** Quoted passage **

══════════

‘We won some and we lost some’

The results board for the 2011 local election at the IEC Result Centre in Pretoria, Tshwane. Picture: Dumisani Sibeko

The results board for the 2011 local election at the IEC Result Centre in Pretoria, Tshwane. Picture: Dumisani Sibeko

Published May 19, 2011

Share

The ANC remained in pole position in the 2011 local election race, taking 62.52 percent of the votes across the country by 10am on Thursday.

The ANC had about 10 million votes to the DA's 3.9 million (23.78 percent of the national total).

Results continued filtering into the Independent Electoral Commission centre in Pretoria, where politicians were arriving to check how their parties were faring.

Nationally, some 23 million people registered to vote, in the poll described as a “two-horse race” between the ANC and the DA. The total voter turnout by 10am stood at 5 933 265 people.

The Inkatha Freedom Party followed the DA with 608 740 votes (3.48 percent). The ANC breakaway party, the Congress of the People, got 476 633 votes (2.84 percent).

The IFP's breakaway party, the National Freedom Party, trounced other established opposition parties to make it to fourth place with 412 985 votes (2.36 percent).

Meanwhile, the ANC has expressed its disappointment at losing Midvaal in Gauteng to the DA.

“We are sorry we didn't take it … we really wanted it,” ANC secretary-general Gwede Mantashe said at the IEC's results centre in Pretoria on Thursday .

“The ANC must work harder, we are not doing well in the minority areas,” Mantashe said.

He said the ANC needed to “invest more time” in areas such as Eldorado Park, southern Johannesburg, which had “shifted” its vote.

In the hotly contested Western Cape, ANC leader Marius Fransman said the province's rural areas were heading for a “a lot of hung councils” and it was still anybody's guess who had won the Cape Town metro.

══════════

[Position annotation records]
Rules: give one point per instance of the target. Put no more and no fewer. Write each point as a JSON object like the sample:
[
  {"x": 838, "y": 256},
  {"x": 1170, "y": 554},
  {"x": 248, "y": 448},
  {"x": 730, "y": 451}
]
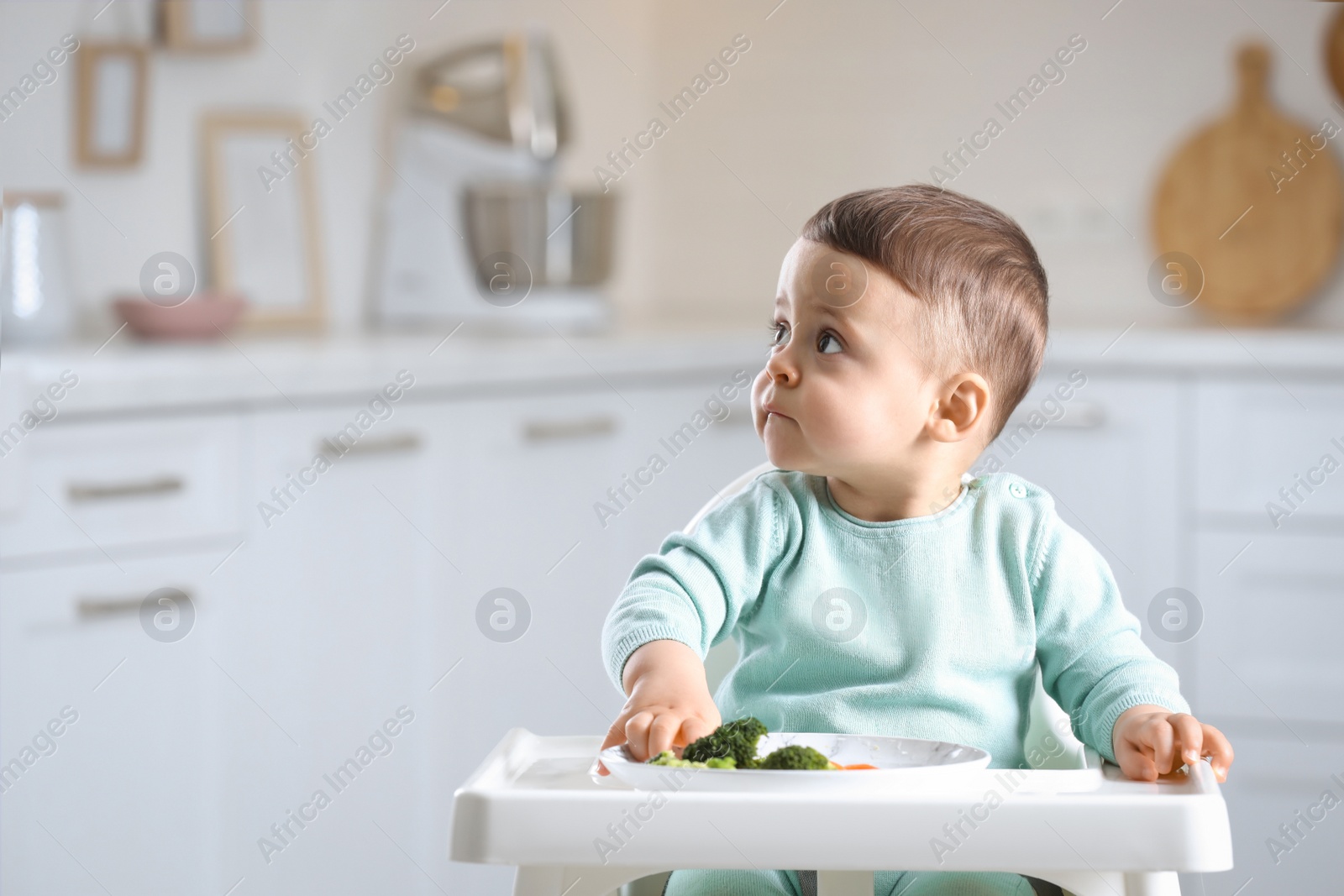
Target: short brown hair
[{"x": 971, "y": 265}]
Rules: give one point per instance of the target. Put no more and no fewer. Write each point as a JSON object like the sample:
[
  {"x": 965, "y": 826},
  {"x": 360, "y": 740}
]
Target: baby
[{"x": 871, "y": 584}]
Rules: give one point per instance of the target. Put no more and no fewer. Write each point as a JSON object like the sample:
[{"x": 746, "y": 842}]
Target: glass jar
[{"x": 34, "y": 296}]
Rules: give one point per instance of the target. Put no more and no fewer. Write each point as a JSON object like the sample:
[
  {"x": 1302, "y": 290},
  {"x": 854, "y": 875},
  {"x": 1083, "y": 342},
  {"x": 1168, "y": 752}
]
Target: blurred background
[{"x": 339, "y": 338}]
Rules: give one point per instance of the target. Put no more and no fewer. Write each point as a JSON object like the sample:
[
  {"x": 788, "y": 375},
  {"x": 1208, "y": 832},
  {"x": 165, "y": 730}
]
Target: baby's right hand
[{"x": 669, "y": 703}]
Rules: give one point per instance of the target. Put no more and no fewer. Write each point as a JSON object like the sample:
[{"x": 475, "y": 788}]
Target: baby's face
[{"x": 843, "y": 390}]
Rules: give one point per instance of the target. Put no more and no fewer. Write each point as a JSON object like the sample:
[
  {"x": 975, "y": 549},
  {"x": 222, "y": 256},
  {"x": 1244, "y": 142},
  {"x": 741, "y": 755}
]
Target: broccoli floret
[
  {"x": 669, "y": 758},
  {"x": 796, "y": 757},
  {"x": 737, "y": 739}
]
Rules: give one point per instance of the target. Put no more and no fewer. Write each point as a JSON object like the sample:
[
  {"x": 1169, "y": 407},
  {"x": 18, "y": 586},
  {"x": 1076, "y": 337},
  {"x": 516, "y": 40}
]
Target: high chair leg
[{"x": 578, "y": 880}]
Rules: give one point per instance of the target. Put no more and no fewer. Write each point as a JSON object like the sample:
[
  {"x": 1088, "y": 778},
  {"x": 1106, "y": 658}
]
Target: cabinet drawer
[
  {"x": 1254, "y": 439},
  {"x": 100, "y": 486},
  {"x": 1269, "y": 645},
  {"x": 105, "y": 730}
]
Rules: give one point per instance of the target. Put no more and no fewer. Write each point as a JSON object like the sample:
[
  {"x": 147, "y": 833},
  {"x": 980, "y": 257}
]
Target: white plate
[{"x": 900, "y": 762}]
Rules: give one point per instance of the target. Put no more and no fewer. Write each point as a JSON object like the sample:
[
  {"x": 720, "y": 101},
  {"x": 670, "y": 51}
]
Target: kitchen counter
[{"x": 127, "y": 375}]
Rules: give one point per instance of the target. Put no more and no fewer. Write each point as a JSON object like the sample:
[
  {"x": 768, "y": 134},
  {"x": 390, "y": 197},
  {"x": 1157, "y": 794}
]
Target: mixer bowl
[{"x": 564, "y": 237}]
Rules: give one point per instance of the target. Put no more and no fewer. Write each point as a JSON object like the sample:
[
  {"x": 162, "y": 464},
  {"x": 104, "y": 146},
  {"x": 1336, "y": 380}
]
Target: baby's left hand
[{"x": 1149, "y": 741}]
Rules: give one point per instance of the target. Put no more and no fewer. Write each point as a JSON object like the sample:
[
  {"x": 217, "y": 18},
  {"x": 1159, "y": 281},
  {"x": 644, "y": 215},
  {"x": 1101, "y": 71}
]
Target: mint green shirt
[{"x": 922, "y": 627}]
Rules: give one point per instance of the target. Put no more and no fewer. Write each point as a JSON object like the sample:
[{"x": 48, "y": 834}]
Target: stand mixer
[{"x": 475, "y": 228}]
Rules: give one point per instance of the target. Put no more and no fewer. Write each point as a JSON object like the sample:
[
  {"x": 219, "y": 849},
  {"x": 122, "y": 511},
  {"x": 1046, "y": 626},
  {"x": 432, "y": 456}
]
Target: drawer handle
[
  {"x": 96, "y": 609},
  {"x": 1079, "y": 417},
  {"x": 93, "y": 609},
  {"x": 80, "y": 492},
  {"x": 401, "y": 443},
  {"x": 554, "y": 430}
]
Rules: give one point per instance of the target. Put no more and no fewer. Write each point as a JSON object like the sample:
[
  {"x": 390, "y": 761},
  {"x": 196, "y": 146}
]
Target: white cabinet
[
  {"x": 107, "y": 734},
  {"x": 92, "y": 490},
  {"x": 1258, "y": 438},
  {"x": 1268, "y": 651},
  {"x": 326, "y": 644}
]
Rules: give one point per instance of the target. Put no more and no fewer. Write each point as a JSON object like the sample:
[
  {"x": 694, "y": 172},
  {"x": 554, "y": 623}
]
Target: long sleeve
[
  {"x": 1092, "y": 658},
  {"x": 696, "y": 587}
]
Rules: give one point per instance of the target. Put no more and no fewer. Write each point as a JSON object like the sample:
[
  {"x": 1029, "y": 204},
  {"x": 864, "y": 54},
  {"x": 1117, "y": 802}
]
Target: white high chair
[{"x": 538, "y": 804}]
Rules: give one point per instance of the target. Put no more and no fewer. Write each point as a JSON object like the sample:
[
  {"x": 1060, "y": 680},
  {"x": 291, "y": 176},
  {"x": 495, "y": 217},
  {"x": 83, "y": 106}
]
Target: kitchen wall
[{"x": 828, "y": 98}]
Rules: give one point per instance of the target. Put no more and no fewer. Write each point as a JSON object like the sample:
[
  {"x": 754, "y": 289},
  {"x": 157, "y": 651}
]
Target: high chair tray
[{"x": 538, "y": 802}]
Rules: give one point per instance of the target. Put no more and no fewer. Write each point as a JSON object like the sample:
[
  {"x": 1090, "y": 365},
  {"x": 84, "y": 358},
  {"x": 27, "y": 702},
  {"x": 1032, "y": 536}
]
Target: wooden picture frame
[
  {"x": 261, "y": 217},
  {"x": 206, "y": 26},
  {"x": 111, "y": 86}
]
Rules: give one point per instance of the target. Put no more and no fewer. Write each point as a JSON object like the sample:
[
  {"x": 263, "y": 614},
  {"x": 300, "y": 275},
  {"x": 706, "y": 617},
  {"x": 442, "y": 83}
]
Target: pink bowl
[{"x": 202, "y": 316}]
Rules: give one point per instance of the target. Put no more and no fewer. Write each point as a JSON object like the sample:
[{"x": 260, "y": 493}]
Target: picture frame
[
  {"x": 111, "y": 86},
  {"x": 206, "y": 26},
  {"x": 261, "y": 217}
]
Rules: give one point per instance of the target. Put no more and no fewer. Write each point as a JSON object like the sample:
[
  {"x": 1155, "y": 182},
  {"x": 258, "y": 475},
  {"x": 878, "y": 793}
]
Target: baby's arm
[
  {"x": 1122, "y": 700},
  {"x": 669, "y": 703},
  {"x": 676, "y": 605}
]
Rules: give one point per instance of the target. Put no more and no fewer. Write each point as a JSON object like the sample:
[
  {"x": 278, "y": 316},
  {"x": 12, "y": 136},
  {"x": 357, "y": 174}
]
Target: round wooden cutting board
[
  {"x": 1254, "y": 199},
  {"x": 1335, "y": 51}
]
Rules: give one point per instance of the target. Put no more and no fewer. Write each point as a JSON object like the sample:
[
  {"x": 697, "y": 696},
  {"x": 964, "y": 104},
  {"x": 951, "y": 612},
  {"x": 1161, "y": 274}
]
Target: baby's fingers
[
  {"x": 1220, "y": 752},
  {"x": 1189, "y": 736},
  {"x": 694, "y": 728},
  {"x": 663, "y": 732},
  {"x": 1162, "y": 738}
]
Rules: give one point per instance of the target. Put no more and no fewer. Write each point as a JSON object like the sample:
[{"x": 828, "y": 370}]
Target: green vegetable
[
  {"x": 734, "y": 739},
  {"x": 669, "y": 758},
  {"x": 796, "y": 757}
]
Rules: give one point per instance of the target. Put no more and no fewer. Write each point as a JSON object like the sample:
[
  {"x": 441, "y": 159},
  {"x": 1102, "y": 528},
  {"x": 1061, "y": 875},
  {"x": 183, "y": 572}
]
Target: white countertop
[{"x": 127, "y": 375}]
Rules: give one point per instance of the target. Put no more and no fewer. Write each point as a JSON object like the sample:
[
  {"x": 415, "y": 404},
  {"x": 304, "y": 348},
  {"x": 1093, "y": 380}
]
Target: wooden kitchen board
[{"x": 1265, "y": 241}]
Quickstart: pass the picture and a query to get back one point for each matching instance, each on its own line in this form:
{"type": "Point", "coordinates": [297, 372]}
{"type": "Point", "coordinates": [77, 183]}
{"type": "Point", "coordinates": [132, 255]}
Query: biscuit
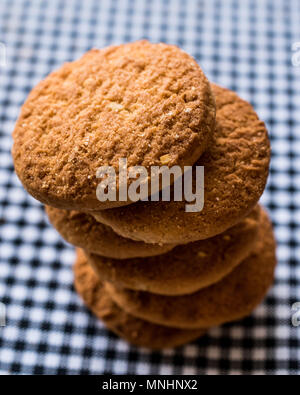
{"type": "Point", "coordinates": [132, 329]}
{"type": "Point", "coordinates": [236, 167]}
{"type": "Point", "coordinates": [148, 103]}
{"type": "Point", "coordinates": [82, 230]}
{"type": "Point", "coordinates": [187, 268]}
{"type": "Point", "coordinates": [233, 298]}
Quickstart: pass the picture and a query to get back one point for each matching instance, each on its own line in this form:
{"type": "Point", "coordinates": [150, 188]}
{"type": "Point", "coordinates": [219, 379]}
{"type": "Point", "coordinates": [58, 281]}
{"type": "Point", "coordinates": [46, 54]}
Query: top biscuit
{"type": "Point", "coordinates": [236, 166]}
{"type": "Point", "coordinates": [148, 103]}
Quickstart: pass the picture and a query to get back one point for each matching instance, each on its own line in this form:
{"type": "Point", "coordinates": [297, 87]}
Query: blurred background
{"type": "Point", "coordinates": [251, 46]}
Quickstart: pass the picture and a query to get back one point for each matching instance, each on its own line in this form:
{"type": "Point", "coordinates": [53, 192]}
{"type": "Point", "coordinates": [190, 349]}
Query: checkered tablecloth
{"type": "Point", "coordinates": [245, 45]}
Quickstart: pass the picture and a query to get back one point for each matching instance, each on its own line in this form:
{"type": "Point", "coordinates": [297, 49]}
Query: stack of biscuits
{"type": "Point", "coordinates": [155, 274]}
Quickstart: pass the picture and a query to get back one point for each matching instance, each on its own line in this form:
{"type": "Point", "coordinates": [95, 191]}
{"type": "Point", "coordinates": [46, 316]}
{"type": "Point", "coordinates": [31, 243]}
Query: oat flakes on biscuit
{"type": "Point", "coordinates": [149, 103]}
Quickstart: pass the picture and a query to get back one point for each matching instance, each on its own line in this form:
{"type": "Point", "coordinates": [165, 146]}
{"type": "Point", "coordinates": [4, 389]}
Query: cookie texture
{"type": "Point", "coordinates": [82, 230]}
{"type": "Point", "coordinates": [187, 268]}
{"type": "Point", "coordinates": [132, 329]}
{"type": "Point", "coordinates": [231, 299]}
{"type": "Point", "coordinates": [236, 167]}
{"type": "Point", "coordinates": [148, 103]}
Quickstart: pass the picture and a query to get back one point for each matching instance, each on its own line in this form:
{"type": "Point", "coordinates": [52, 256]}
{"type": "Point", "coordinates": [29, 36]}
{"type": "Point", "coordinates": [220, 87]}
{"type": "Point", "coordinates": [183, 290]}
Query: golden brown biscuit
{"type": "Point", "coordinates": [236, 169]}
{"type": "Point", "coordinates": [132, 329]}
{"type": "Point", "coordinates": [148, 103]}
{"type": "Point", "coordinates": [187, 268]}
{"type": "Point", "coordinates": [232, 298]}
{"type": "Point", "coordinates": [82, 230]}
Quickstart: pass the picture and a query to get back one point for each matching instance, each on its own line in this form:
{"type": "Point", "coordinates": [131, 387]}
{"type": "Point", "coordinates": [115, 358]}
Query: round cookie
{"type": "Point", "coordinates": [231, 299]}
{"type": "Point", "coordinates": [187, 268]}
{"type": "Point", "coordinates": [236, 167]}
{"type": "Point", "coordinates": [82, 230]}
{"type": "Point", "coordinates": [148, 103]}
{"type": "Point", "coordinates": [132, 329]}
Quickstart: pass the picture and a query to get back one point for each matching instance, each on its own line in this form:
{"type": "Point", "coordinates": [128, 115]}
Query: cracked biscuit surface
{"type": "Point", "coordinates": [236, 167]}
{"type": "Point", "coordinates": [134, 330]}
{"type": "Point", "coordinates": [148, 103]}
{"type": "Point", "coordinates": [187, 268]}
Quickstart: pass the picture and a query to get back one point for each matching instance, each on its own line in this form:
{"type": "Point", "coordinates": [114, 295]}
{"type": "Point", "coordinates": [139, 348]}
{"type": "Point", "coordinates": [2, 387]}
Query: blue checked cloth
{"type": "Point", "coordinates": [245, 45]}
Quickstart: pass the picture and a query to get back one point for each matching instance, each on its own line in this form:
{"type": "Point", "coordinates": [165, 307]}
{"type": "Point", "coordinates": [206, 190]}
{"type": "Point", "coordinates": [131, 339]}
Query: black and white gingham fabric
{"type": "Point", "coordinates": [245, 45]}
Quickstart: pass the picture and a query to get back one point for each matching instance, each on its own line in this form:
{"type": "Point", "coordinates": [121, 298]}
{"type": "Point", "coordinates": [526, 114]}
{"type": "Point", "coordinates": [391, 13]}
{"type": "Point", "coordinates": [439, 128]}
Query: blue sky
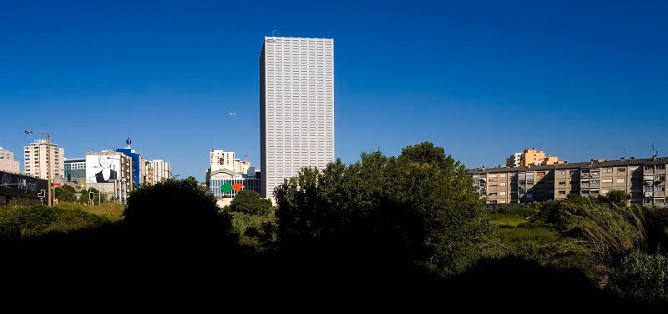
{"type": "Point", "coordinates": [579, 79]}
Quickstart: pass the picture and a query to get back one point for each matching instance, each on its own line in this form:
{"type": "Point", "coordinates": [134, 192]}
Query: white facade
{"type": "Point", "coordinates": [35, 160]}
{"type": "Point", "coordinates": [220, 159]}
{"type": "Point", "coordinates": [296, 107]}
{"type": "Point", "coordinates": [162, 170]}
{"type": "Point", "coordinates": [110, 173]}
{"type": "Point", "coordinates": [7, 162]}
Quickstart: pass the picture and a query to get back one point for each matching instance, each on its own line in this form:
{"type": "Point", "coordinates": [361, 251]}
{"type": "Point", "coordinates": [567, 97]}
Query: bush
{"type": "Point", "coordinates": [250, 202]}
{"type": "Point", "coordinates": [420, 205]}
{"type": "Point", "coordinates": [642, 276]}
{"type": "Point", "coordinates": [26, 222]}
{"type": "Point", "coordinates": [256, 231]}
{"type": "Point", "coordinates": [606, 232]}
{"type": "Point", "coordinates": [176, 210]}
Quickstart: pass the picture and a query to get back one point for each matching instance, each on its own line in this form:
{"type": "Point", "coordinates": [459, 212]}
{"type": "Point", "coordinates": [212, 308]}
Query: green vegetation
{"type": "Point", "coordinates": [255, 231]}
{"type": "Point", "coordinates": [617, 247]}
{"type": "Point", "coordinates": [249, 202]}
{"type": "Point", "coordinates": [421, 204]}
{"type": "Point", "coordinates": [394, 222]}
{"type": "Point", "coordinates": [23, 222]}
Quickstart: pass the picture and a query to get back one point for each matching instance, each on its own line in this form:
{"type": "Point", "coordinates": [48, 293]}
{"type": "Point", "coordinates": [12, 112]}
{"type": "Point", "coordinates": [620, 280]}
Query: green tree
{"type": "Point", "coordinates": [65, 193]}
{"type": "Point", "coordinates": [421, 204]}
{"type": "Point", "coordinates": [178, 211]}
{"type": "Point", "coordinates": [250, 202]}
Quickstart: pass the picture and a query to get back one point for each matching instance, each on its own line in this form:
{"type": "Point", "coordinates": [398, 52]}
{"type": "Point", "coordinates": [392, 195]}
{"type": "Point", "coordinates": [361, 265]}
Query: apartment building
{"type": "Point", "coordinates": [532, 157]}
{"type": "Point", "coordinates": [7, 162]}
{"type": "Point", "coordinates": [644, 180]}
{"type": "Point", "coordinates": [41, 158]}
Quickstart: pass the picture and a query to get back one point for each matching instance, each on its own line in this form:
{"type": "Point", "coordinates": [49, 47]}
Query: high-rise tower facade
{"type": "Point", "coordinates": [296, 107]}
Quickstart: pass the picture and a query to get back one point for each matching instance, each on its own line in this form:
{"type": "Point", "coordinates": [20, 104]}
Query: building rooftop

══════════

** Stated exercise A **
Answer these questions using the election article:
(i) What share of the national vote did the ANC hold by 10am on Thursday?
(ii) Which municipality did the ANC lose to the DA?
(iii) How many votes did the National Freedom Party receive?
** Stated exercise B **
Please reproduce the election article from "Meanwhile, the ANC" to "on Thursday .".

** Full output A **
(i) 62.52 percent
(ii) Midvaal in Gauteng
(iii) 412 985 votes

** Full output B **
Meanwhile, the ANC has expressed its disappointment at losing Midvaal in Gauteng to the DA.

“We are sorry we didn't take it … we really wanted it,” ANC secretary-general Gwede Mantashe said at the IEC's results centre in Pretoria on Thursday .